■ Page text:
-- Start --

It is the sheriff who must determine
whether Mr Steinmuller has fulfilled his obligations. And if he has
not fulfilled his obligations,
then it is for the sheriff to enforce
the contractual obligations or cancel the sale.
[26]
The body corporate is not a party to the agreement of sale. The fact
that clause 4.4.2
of the conditions of sale refers to ‘levies’
and not, as in the language of s 15B(3)(
a
)(i)(
aa
), to
‘all moneys’ due to the body corporate, can have no legal
bearing upon the rights of the body corporate. The embargo
confers
upon the body corporate a statutory right to resist transfer of a
unit in the scheme until all monies due to it have been
paid or it is
satisfied that arrangements for their payment have been made.
[27]
In
Barnard NO v Regspersoon van Aminie en ‘n ander,
the
question arose whether the embargo covered not only arrear levies and
interest, but legal costs incurred by a body corporate
in seeking to
recover amounts due to it by the owner of a unit. This court held
that the legislature intended to give to a body
corporate effective
protection. It reasoned that a body corporate was merely a collective
of owners of units who shared expenses.
If one owner fails to meet
their obligations, the burden fell on others, hence the need for an
effective remedy. This court concluded
that legal costs incurred in
recovery of amounts due to the body corporate fell within the ambit
of the protection afforded by
s 15B(3)(
a
) of the Act.
[28]
Assuming, therefore, that the conditions of sale limit what Mr
Steinmuller is contractually
bound to pay (as was contended by him in
disputing the account of the body corporate), his payment of that
limited amount might
entitle him to demand that the sheriff give
transfer. He cannot, however, demand that the
body corporate
should accept his limited payment and therefore provide a clearance
certificate upon which transfer could occur. That is so, for
the
simple reason that unless the contract of sale binds the body
corporate, its statutory right remains unaltered. Mr Steinmuller’s
contractual right to transfer cannot limit the body corporate’s
statutory right to refuse to issue a clearance certificate
until all
moneys due to it are paid.

-- End --

■ Supplied information:
-- Start --

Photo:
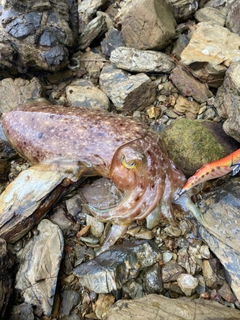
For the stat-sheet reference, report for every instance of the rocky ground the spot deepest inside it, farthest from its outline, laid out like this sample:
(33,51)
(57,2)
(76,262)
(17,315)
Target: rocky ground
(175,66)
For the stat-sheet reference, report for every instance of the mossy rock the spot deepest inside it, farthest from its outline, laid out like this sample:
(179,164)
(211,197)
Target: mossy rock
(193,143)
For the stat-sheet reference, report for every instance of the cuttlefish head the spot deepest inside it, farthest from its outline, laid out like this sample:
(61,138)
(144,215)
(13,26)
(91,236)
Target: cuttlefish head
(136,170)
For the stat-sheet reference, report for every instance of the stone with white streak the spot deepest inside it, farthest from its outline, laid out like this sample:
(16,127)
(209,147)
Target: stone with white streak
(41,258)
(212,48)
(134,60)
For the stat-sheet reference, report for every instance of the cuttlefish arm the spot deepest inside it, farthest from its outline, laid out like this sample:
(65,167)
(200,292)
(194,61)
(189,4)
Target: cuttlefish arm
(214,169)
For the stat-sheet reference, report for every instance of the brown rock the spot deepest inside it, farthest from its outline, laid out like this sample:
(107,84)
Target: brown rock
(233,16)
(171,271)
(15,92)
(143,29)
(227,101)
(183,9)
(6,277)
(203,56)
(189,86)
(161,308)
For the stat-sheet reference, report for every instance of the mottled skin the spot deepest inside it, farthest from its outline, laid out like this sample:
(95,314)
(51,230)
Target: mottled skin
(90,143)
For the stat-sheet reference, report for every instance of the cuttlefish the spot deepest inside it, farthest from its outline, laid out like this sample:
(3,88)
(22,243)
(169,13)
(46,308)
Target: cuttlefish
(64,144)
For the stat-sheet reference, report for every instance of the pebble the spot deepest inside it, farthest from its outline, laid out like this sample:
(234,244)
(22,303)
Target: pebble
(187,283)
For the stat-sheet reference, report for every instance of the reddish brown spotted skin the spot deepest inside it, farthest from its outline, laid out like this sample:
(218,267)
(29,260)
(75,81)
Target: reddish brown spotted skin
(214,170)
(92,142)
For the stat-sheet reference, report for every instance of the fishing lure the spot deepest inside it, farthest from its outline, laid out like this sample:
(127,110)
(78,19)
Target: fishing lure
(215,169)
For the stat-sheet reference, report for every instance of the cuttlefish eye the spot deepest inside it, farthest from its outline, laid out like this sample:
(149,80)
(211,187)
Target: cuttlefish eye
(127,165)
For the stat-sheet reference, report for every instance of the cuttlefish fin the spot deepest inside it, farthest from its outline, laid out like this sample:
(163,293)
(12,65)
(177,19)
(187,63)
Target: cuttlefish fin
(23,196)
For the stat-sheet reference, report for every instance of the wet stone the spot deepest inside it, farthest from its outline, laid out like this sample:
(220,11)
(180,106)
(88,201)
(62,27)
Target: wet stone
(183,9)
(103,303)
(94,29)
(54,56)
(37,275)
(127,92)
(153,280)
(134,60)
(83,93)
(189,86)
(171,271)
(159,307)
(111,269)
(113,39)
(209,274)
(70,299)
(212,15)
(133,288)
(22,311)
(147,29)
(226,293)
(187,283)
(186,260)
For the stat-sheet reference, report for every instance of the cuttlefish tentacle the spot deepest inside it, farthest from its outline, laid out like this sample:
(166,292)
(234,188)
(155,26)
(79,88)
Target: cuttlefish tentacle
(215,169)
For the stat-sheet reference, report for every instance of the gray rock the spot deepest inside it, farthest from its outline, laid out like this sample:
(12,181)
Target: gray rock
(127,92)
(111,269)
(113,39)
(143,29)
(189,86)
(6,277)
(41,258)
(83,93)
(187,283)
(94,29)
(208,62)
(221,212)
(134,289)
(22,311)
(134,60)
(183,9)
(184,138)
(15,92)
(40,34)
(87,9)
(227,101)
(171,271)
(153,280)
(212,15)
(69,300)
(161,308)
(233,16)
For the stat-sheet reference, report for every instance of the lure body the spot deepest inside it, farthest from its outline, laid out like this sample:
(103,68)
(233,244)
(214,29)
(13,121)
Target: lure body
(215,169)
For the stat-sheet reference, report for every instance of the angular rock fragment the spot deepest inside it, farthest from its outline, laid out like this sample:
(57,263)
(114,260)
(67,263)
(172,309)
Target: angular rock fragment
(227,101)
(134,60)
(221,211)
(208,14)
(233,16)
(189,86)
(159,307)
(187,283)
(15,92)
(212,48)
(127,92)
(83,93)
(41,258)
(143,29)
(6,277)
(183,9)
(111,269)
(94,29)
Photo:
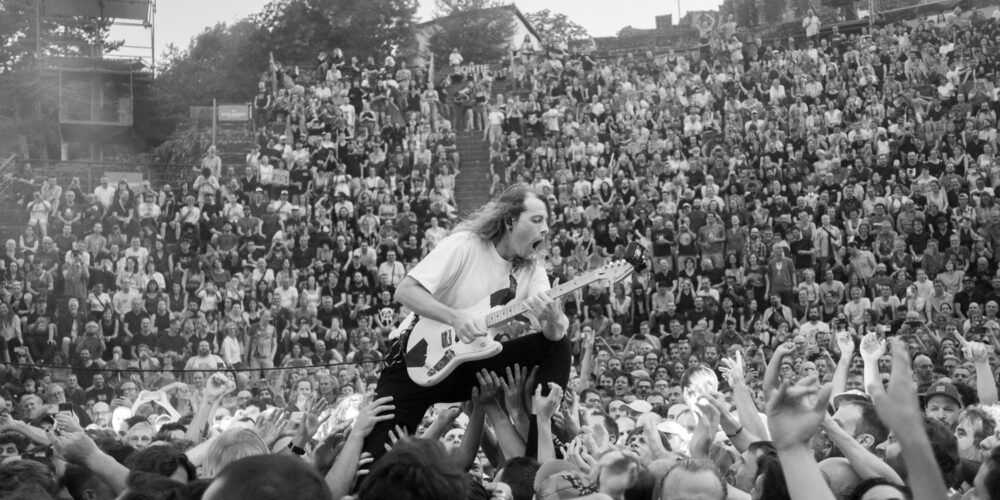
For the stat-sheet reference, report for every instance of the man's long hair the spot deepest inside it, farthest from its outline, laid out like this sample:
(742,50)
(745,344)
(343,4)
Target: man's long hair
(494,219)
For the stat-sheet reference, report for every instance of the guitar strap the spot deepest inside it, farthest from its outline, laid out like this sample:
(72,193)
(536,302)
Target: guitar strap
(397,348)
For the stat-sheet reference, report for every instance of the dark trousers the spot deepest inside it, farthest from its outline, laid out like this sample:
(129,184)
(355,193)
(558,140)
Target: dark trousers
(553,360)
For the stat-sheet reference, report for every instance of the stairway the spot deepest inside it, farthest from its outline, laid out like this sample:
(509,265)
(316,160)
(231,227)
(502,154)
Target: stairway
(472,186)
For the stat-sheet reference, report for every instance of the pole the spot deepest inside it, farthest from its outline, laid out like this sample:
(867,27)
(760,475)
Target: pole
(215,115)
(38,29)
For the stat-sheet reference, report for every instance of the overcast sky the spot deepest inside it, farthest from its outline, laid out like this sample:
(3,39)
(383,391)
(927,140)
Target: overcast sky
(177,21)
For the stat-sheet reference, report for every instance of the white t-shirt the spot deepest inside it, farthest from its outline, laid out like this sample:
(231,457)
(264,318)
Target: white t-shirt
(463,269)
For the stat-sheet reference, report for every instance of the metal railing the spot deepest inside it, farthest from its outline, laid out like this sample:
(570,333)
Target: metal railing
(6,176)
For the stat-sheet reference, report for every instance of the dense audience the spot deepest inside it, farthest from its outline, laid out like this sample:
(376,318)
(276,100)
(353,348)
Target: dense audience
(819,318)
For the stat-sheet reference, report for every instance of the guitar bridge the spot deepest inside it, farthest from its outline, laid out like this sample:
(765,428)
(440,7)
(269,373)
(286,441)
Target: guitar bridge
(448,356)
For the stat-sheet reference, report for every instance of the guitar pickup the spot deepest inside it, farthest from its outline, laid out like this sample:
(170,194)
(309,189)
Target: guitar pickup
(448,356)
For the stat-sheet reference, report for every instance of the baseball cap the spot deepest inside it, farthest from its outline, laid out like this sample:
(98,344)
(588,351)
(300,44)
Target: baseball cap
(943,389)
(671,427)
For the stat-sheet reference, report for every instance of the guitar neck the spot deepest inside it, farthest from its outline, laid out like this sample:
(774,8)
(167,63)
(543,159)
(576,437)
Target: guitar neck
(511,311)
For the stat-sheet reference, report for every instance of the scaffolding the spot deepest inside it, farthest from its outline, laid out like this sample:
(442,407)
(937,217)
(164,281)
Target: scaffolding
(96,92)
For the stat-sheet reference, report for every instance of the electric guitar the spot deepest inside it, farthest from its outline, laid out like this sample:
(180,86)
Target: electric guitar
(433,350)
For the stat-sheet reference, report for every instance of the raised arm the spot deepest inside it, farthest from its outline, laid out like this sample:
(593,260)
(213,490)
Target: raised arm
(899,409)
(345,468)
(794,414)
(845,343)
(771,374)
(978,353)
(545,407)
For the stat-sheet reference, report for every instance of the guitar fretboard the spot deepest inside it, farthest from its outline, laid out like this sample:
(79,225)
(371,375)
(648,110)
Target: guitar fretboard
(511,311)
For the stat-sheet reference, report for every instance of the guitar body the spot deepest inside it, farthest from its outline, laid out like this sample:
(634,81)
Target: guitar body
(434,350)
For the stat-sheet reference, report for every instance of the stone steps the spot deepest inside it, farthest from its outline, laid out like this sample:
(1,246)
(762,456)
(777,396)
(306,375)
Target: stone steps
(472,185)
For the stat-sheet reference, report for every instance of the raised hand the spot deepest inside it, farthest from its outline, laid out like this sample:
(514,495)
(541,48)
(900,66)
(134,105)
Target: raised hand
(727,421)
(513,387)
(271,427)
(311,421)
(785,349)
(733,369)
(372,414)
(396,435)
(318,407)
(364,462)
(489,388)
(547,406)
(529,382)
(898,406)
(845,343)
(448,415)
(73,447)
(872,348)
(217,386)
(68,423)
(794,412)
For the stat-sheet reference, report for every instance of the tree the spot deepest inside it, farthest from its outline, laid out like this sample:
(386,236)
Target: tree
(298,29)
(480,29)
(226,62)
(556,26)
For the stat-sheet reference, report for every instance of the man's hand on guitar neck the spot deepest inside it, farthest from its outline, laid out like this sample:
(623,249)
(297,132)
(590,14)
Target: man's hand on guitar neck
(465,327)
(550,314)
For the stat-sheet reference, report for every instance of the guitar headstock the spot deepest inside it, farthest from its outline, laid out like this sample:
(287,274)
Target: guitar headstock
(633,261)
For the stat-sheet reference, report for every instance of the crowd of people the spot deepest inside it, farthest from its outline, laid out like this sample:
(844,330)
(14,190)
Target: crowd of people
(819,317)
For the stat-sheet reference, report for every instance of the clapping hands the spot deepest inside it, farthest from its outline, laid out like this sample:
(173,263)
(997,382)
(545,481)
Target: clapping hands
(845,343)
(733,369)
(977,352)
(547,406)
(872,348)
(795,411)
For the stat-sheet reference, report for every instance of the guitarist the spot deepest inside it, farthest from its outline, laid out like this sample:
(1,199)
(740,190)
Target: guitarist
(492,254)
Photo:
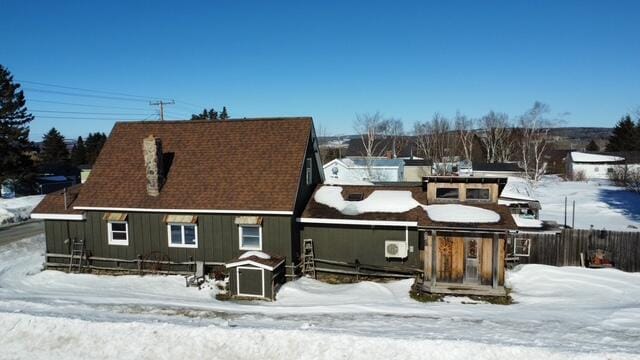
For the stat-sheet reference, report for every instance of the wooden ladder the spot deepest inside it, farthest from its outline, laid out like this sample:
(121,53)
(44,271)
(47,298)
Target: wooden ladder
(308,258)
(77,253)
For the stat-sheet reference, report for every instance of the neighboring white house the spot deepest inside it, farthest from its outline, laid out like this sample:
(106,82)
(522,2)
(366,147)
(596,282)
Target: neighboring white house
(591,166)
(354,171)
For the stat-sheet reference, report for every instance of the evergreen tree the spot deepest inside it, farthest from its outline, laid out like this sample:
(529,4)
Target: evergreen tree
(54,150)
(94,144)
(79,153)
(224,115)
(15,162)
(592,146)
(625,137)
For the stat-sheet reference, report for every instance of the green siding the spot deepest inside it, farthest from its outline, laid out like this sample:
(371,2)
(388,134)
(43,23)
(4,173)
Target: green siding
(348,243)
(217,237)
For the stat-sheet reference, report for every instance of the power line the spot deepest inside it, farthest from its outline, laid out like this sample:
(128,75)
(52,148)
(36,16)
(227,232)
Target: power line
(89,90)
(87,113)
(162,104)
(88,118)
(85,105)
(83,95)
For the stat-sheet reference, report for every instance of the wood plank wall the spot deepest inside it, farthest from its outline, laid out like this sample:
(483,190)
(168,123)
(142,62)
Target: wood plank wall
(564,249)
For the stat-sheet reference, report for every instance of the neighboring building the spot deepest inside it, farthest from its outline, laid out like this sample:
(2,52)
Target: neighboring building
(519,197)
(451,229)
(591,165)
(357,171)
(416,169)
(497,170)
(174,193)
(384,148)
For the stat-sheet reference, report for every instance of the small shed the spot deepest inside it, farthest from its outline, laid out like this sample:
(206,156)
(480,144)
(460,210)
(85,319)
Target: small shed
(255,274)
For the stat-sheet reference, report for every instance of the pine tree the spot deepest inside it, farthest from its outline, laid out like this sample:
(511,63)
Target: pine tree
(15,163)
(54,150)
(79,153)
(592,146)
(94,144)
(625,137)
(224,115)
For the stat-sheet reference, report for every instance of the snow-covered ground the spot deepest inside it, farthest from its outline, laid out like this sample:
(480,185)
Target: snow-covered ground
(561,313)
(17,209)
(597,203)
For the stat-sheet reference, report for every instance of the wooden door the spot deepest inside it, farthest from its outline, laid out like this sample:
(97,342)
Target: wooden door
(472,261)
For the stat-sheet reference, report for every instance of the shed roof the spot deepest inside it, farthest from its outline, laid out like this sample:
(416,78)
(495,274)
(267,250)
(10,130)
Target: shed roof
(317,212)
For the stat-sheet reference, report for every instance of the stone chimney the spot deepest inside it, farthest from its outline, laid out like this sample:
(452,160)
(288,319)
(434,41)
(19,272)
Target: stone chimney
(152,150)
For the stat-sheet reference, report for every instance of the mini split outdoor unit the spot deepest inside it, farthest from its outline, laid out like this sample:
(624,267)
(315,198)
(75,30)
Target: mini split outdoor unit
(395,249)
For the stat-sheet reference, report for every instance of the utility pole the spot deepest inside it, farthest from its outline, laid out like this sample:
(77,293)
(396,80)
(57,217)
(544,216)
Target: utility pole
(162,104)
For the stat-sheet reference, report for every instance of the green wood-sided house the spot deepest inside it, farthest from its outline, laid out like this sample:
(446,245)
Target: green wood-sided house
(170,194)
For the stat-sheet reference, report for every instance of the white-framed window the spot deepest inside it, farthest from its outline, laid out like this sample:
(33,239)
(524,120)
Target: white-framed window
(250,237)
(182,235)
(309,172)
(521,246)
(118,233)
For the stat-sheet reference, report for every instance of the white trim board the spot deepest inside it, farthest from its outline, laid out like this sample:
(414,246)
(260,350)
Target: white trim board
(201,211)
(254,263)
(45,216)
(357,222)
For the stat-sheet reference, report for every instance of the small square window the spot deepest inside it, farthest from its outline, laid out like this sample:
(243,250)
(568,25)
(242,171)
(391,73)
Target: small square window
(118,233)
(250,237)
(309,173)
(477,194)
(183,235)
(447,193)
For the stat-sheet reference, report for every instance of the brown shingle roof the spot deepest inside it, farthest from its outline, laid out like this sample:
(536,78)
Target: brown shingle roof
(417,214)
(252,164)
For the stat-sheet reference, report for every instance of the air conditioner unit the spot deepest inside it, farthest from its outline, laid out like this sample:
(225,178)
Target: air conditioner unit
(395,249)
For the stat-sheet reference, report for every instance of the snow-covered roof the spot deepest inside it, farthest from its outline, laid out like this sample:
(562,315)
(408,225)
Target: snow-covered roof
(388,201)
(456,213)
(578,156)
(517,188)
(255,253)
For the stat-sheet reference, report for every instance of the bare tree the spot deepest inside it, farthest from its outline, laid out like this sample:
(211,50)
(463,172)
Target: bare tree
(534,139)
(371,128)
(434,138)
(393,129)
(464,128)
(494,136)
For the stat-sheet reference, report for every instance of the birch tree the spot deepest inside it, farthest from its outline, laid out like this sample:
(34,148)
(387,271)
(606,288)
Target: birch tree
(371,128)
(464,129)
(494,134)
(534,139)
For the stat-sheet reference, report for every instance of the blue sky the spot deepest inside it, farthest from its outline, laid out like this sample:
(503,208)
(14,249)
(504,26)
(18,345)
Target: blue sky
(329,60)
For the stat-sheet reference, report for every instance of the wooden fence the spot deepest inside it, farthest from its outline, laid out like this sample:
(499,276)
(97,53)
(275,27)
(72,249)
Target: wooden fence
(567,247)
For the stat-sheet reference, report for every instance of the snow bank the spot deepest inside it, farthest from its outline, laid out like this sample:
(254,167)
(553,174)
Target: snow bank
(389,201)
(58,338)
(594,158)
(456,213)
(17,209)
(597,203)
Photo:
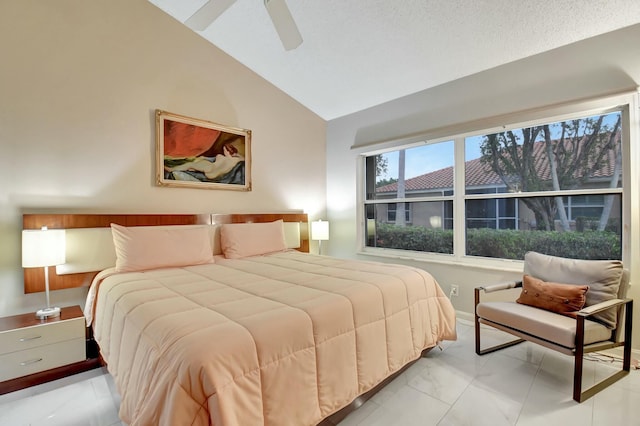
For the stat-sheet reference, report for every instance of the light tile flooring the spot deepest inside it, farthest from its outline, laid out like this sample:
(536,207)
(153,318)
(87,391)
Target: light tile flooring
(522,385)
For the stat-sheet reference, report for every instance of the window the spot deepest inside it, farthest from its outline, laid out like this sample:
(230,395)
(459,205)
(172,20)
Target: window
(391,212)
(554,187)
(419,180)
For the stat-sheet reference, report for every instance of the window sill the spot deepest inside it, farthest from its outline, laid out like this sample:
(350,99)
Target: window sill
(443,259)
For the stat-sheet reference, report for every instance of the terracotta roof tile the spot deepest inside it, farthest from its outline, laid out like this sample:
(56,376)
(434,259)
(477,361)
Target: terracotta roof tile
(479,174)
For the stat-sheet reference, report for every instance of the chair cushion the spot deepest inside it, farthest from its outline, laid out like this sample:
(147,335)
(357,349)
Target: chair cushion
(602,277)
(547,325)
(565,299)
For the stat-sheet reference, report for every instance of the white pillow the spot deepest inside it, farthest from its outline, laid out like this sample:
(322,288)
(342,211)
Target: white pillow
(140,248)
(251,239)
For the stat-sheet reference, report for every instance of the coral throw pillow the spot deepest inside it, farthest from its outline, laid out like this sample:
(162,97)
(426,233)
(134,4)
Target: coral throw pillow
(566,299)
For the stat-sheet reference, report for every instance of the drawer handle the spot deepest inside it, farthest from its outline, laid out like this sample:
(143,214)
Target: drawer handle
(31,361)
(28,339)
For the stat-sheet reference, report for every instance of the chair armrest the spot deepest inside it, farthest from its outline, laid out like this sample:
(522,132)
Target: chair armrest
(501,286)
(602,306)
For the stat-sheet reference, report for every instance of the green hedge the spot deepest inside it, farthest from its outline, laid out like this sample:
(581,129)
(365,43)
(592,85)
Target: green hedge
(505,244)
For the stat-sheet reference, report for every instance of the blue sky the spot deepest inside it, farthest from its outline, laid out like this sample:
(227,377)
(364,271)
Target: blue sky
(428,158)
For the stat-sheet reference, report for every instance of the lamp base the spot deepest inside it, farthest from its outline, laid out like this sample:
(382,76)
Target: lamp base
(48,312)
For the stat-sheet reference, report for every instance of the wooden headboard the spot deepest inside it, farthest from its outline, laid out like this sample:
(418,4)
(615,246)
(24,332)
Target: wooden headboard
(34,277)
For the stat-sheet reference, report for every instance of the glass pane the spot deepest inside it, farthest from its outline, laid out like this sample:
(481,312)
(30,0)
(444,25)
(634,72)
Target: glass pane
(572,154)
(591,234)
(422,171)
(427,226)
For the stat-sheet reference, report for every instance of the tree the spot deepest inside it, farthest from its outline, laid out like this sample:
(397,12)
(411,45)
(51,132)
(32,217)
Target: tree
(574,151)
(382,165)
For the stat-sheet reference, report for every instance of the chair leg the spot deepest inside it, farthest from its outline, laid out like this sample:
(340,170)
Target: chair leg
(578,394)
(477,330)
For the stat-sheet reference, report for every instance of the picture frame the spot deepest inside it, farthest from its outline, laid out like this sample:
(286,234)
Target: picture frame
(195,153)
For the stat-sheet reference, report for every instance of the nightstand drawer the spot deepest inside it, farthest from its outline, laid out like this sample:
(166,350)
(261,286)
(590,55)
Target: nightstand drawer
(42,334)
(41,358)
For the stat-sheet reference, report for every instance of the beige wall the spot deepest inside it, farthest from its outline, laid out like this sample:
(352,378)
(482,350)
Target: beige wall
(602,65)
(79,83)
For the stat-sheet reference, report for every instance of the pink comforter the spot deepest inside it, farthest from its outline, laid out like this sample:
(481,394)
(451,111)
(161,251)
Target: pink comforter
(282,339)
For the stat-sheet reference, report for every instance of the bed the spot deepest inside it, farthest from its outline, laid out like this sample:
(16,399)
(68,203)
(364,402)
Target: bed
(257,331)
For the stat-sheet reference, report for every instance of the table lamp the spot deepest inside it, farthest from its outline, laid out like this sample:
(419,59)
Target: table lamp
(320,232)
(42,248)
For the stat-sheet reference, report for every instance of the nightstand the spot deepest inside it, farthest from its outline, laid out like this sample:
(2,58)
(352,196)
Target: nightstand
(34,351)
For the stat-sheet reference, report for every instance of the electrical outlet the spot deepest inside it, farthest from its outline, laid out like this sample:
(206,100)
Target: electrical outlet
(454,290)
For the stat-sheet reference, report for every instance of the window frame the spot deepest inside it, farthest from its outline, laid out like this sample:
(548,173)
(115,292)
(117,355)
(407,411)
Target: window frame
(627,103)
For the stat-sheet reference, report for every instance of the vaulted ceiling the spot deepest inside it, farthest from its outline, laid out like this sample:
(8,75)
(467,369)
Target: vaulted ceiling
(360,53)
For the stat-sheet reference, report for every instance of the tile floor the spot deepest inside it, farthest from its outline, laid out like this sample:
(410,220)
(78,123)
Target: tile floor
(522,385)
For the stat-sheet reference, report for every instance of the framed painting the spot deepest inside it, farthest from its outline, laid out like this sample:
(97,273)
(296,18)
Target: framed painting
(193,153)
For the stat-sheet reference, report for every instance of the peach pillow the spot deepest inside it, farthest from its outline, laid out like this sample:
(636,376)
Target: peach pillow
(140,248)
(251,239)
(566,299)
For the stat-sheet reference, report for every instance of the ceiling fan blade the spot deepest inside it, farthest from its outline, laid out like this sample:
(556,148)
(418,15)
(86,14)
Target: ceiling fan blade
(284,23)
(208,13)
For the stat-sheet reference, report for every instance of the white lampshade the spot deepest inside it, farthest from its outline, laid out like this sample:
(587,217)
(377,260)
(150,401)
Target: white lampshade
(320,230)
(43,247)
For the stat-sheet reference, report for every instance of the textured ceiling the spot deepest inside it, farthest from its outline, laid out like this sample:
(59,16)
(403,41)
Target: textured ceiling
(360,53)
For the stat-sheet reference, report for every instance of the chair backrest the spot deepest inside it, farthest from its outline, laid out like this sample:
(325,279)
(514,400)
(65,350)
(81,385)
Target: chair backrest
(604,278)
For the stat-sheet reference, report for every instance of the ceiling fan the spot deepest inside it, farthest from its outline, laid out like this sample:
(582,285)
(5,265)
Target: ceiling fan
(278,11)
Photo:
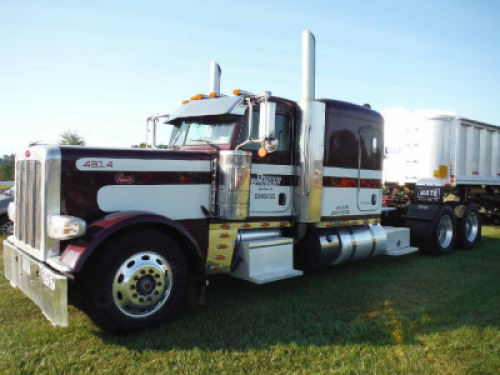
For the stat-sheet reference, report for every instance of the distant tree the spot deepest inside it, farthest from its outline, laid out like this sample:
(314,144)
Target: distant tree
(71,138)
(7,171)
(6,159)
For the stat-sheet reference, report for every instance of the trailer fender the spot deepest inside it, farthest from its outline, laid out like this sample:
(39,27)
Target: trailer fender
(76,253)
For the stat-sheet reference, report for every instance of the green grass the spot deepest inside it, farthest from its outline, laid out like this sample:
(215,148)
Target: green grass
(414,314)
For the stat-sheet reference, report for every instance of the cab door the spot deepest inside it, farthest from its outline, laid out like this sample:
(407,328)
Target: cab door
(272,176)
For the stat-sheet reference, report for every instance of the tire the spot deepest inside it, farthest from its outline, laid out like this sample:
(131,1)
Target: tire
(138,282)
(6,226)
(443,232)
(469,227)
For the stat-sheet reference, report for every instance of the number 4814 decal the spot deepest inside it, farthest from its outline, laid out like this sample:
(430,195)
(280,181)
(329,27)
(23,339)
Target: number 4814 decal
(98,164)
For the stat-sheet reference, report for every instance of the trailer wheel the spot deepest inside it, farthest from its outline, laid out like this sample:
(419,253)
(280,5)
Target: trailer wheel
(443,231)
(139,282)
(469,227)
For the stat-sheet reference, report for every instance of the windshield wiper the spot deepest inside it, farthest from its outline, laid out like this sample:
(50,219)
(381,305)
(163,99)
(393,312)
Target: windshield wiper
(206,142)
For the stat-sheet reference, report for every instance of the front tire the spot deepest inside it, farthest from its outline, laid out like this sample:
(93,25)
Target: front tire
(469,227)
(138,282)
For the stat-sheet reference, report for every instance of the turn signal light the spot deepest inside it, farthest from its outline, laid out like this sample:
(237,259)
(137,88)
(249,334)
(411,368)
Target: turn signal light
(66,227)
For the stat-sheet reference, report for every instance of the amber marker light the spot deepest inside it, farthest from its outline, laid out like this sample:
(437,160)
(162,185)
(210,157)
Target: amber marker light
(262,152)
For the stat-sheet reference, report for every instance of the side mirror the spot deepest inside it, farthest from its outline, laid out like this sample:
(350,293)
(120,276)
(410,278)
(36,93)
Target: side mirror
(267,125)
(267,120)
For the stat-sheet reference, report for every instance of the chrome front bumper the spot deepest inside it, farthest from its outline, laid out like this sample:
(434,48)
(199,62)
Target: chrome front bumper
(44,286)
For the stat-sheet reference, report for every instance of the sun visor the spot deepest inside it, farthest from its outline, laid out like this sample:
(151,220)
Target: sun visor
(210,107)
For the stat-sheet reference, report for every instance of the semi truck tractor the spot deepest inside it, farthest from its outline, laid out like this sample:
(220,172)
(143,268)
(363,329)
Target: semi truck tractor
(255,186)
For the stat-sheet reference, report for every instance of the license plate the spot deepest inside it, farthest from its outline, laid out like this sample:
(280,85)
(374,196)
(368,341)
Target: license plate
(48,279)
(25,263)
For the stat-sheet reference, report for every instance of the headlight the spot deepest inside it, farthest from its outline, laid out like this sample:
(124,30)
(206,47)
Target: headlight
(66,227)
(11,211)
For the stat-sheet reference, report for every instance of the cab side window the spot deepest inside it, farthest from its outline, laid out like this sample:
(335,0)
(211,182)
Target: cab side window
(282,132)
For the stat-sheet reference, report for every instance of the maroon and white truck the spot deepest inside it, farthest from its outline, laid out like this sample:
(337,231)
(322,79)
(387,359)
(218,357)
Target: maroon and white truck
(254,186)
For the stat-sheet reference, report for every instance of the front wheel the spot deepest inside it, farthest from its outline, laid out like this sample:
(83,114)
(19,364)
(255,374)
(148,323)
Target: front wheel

-- End --

■ Description of the task: Copy out the court passage on the body corporate's embargo on transfer in full, word for word, keeping its line breaks.

■ Exercise response:
It is the sheriff who must determine
whether Mr Steinmuller has fulfilled his obligations. And if he has
not fulfilled his obligations,
then it is for the sheriff to enforce
the contractual obligations or cancel the sale.
[26]
The body corporate is not a party to the agreement of sale. The fact
that clause 4.4.2
of the conditions of sale refers to ‘levies’
and not, as in the language of s 15B(3)(
a
)(i)(
aa
), to
‘all moneys’ due to the body corporate, can have no legal
bearing upon the rights of the body corporate. The embargo
confers
upon the body corporate a statutory right to resist transfer of a
unit in the scheme until all monies due to it have been
paid or it is
satisfied that arrangements for their payment have been made.
[27]
In
Barnard NO v Regspersoon van Aminie en ‘n ander,
the
question arose whether the embargo covered not only arrear levies and
interest, but legal costs incurred by a body corporate
in seeking to
recover amounts due to it by the owner of a unit. This court held
that the legislature intended to give to a body
corporate effective
protection. It reasoned that a body corporate was merely a collective
of owners of units who shared expenses.
If one owner fails to meet
their obligations, the burden fell on others, hence the need for an
effective remedy. This court concluded
that legal costs incurred in
recovery of amounts due to the body corporate fell within the ambit
of the protection afforded by
s 15B(3)(
a
) of the Act.
[28]
Assuming, therefore, that the conditions of sale limit what Mr
Steinmuller is contractually
bound to pay (as was contended by him in
disputing the account of the body corporate), his payment of that
limited amount might
entitle him to demand that the sheriff give
transfer. He cannot, however, demand that the
body corporate
should accept his limited payment and therefore provide a clearance
certificate upon which transfer could occur. That is so, for
the
simple reason that unless the contract of sale binds the body
corporate, its statutory right remains unaltered. Mr Steinmuller’s
contractual right to transfer cannot limit the body corporate’s
statutory right to refuse to issue a clearance certificate
until all
moneys due to it are paid.